• _GIVEN INSTRUCTION_:
Would you reproduce all of the records below word for word, leaving out the pictures?
[Start MATERIAL PROVIDED]
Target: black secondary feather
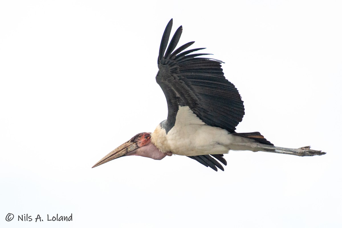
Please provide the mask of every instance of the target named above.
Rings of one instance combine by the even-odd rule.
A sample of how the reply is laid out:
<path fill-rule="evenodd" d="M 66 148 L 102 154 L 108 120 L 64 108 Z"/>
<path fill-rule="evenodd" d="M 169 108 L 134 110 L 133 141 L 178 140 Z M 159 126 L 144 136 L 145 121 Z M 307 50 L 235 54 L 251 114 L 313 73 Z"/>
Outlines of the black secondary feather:
<path fill-rule="evenodd" d="M 167 133 L 174 125 L 179 106 L 187 106 L 206 124 L 235 132 L 245 114 L 243 102 L 234 85 L 224 77 L 222 62 L 198 57 L 207 54 L 189 54 L 203 48 L 182 52 L 194 42 L 172 53 L 179 41 L 181 26 L 167 49 L 172 24 L 171 19 L 163 35 L 156 77 L 168 103 L 168 118 L 162 122 L 162 127 Z"/>

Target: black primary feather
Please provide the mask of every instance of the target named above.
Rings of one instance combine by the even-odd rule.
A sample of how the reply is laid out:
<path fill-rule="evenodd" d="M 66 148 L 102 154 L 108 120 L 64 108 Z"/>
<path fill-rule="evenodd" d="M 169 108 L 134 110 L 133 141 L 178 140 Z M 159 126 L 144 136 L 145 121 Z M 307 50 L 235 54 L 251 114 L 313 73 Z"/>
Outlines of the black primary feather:
<path fill-rule="evenodd" d="M 174 125 L 179 106 L 187 106 L 206 124 L 235 132 L 245 109 L 237 90 L 223 75 L 222 62 L 198 57 L 209 54 L 189 54 L 203 48 L 184 51 L 193 42 L 172 53 L 179 41 L 182 26 L 167 48 L 172 24 L 171 19 L 163 35 L 158 57 L 159 71 L 156 77 L 168 104 L 168 118 L 162 122 L 162 127 L 167 133 Z"/>

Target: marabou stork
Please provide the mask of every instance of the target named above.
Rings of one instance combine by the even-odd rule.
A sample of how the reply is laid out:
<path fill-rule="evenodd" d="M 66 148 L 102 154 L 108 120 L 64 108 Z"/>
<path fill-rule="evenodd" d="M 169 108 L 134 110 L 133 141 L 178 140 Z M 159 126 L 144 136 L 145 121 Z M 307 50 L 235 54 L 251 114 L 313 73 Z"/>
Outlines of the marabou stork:
<path fill-rule="evenodd" d="M 310 146 L 298 149 L 275 146 L 259 132 L 236 132 L 245 109 L 237 90 L 223 76 L 223 62 L 198 57 L 208 54 L 190 54 L 204 48 L 184 51 L 194 42 L 174 51 L 182 33 L 181 26 L 167 48 L 172 24 L 171 19 L 163 34 L 158 56 L 159 71 L 156 77 L 166 98 L 167 119 L 153 133 L 136 134 L 92 168 L 124 156 L 160 160 L 174 154 L 187 156 L 217 171 L 217 168 L 224 170 L 218 161 L 226 165 L 223 154 L 231 149 L 299 156 L 326 153 L 310 149 Z"/>

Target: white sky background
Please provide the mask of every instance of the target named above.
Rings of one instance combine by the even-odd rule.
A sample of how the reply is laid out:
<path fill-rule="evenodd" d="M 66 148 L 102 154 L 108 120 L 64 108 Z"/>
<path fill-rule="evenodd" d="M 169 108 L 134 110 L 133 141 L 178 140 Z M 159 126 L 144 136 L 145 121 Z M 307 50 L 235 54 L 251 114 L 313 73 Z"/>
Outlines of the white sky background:
<path fill-rule="evenodd" d="M 340 2 L 0 2 L 0 227 L 342 227 Z M 224 172 L 176 156 L 91 169 L 166 118 L 155 77 L 171 18 L 180 45 L 226 63 L 246 109 L 237 132 L 327 154 L 232 151 Z M 73 221 L 46 220 L 57 213 Z M 26 213 L 44 221 L 17 221 Z"/>

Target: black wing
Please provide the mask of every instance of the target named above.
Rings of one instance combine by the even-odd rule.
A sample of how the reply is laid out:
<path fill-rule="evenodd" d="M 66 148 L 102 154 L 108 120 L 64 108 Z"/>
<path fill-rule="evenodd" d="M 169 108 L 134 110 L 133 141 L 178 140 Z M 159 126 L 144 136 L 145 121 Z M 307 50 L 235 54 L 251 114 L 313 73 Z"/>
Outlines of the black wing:
<path fill-rule="evenodd" d="M 172 52 L 181 37 L 182 26 L 176 31 L 167 49 L 172 24 L 171 19 L 163 34 L 158 57 L 159 71 L 156 77 L 168 103 L 168 118 L 162 127 L 167 133 L 174 125 L 179 105 L 187 106 L 206 124 L 235 132 L 245 109 L 237 90 L 223 75 L 222 62 L 197 57 L 209 54 L 189 54 L 204 48 L 182 52 L 194 42 Z"/>
<path fill-rule="evenodd" d="M 222 165 L 214 159 L 213 158 L 211 157 L 211 156 L 220 161 L 225 166 L 227 165 L 227 161 L 226 161 L 226 159 L 223 158 L 223 154 L 211 154 L 210 155 L 197 155 L 197 156 L 188 156 L 188 157 L 190 158 L 196 160 L 207 167 L 210 167 L 215 171 L 217 171 L 217 168 L 219 168 L 222 171 L 224 171 L 224 169 L 223 169 L 223 167 L 222 166 Z"/>
<path fill-rule="evenodd" d="M 162 126 L 167 133 L 174 125 L 179 106 L 187 106 L 206 124 L 235 132 L 235 127 L 242 120 L 245 109 L 238 91 L 223 75 L 222 62 L 198 57 L 209 54 L 189 54 L 204 48 L 183 52 L 194 42 L 172 52 L 179 41 L 181 26 L 176 31 L 167 49 L 172 24 L 171 19 L 163 34 L 158 56 L 159 71 L 156 77 L 168 104 L 168 118 L 161 123 Z M 214 159 L 226 165 L 223 155 L 211 156 L 188 157 L 216 171 L 216 167 L 223 170 L 222 166 Z"/>

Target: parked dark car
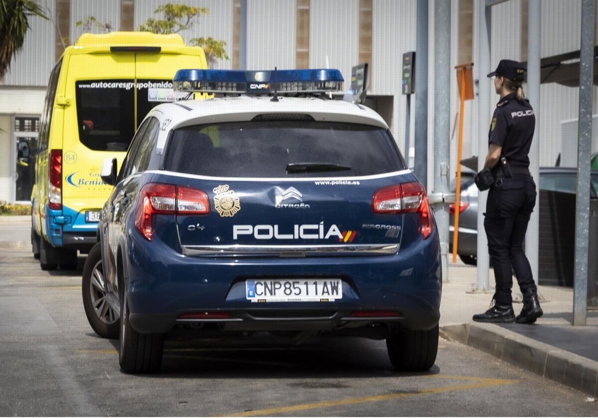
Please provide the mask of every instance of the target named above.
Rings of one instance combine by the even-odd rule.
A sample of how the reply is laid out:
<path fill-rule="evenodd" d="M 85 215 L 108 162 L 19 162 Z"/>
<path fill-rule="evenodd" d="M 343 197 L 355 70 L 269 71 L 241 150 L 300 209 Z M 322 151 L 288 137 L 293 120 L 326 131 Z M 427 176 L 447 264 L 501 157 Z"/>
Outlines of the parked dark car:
[End MATERIAL PROVIDED]
• _RESULT OF THIS EXERCISE_:
Target: black secondary feather
Please provide the mask of every instance of the target named above.
Rings of one instance combine by the even-odd rule.
A sample of how the reply is laid out:
<path fill-rule="evenodd" d="M 66 148 L 102 154 L 108 120 L 64 108 Z"/>
<path fill-rule="evenodd" d="M 169 108 L 134 110 L 133 141 L 178 140 Z M 159 126 L 144 136 L 145 121 Z M 307 50 L 235 54 L 251 114 L 313 73 Z"/>
Outlines of the black secondary feather:
<path fill-rule="evenodd" d="M 167 133 L 174 125 L 179 106 L 187 106 L 206 124 L 235 132 L 245 114 L 243 102 L 234 85 L 224 77 L 222 62 L 198 57 L 207 54 L 189 54 L 203 48 L 182 52 L 194 42 L 172 53 L 179 41 L 181 26 L 167 49 L 172 24 L 171 19 L 163 35 L 156 77 L 168 103 L 168 118 L 162 122 L 162 127 Z"/>

Target: black primary feather
Please provide the mask of every instance of the target named above.
Rings of one instance combine by the even-odd rule.
A sample of how the reply is laid out:
<path fill-rule="evenodd" d="M 66 148 L 102 154 L 108 120 L 64 108 Z"/>
<path fill-rule="evenodd" d="M 169 108 L 134 110 L 133 141 L 178 140 Z M 159 126 L 144 136 L 145 121 Z M 307 50 L 235 54 L 251 114 L 313 73 Z"/>
Outlines of the black primary feather:
<path fill-rule="evenodd" d="M 174 125 L 179 106 L 187 106 L 206 124 L 235 132 L 245 109 L 237 90 L 223 75 L 222 62 L 198 57 L 209 54 L 189 54 L 203 48 L 184 51 L 193 42 L 172 53 L 179 41 L 182 26 L 167 48 L 172 24 L 171 19 L 163 35 L 158 57 L 159 71 L 156 77 L 168 104 L 168 118 L 162 122 L 162 127 L 167 133 Z"/>

Target: marabou stork
Please provide the mask of every instance of the target named above.
Rings of one instance combine by the even-odd rule.
A sample of how the reply is laid out:
<path fill-rule="evenodd" d="M 66 148 L 102 154 L 108 120 L 64 108 Z"/>
<path fill-rule="evenodd" d="M 169 108 L 134 110 L 133 141 L 178 140 Z M 159 126 L 144 136 L 145 121 Z M 307 50 L 235 54 L 251 114 L 313 73 Z"/>
Outlines of the marabou stork:
<path fill-rule="evenodd" d="M 310 146 L 298 149 L 275 146 L 259 132 L 236 132 L 245 109 L 237 90 L 223 76 L 223 62 L 198 57 L 208 54 L 190 54 L 204 48 L 184 51 L 194 42 L 174 51 L 182 33 L 181 26 L 167 48 L 172 24 L 171 19 L 163 34 L 158 56 L 159 71 L 156 77 L 166 98 L 167 119 L 153 133 L 136 134 L 92 168 L 124 156 L 160 160 L 174 154 L 187 156 L 217 171 L 217 168 L 224 170 L 218 161 L 226 165 L 223 154 L 231 149 L 299 156 L 326 153 L 310 149 Z"/>

Target: white sky background
Please provide the mask of every instance of the target named above.
Rings of one instance combine by the even-odd rule.
A sample of how the reply is laid out:
<path fill-rule="evenodd" d="M 66 148 L 102 154 L 108 120 L 64 108 Z"/>
<path fill-rule="evenodd" d="M 169 108 L 134 110 L 133 141 L 178 140 Z M 159 126 L 144 136 L 145 121 Z M 307 50 L 235 54 L 251 114 L 313 73 Z"/>
Outlines of the white sky background:
<path fill-rule="evenodd" d="M 340 2 L 0 2 L 0 227 L 342 227 Z M 224 172 L 176 156 L 91 169 L 166 118 L 155 77 L 171 18 L 180 45 L 226 63 L 246 109 L 237 132 L 327 154 L 232 151 Z M 73 221 L 46 220 L 57 213 Z M 26 213 L 44 221 L 17 221 Z"/>

Target: black wing
Please provide the mask of every instance of the target named above.
Rings of one instance combine by the even-odd rule.
A sample of how the reply is laid out:
<path fill-rule="evenodd" d="M 66 148 L 102 154 L 108 120 L 64 108 Z"/>
<path fill-rule="evenodd" d="M 169 108 L 134 110 L 133 141 L 178 140 Z M 159 126 L 144 136 L 145 121 Z M 307 50 L 235 54 L 251 114 L 313 73 Z"/>
Outlines of the black wing:
<path fill-rule="evenodd" d="M 172 52 L 181 37 L 182 26 L 176 31 L 167 49 L 172 24 L 171 19 L 163 34 L 158 57 L 159 71 L 156 77 L 168 103 L 168 118 L 162 127 L 167 133 L 174 125 L 179 105 L 187 106 L 206 124 L 235 132 L 245 109 L 237 90 L 223 75 L 222 62 L 197 57 L 209 54 L 189 54 L 204 48 L 182 52 L 194 42 Z"/>
<path fill-rule="evenodd" d="M 222 165 L 214 159 L 213 158 L 211 157 L 211 156 L 220 161 L 225 166 L 227 165 L 227 161 L 226 161 L 226 159 L 223 158 L 223 154 L 211 154 L 210 155 L 197 155 L 197 156 L 188 156 L 188 157 L 190 158 L 196 160 L 207 167 L 210 167 L 215 171 L 217 171 L 217 168 L 219 168 L 222 171 L 224 171 L 224 169 L 223 169 L 223 167 L 222 166 Z"/>
<path fill-rule="evenodd" d="M 162 126 L 167 133 L 174 125 L 179 106 L 187 106 L 206 124 L 235 132 L 235 127 L 242 120 L 245 109 L 238 91 L 223 75 L 222 62 L 198 57 L 209 54 L 189 54 L 204 48 L 183 52 L 194 42 L 172 52 L 179 41 L 181 26 L 176 31 L 167 49 L 172 24 L 171 19 L 163 34 L 158 56 L 159 71 L 156 77 L 168 104 L 168 118 L 161 123 Z M 214 159 L 226 165 L 223 155 L 211 156 L 188 157 L 216 171 L 216 167 L 223 170 L 222 166 Z"/>

Target: parked dark car
Please provide the mask of every instance of the target named above.
Rings of one instance combine by the even-odd rule.
A sample of how the reply is laid out:
<path fill-rule="evenodd" d="M 85 215 L 108 162 L 19 162 Z"/>
<path fill-rule="evenodd" d="M 343 197 L 355 70 L 269 71 L 241 150 L 300 209 Z M 322 151 L 288 137 L 293 120 L 326 131 Z M 427 176 L 447 264 L 501 157 Z"/>
Outlines of the parked dark car:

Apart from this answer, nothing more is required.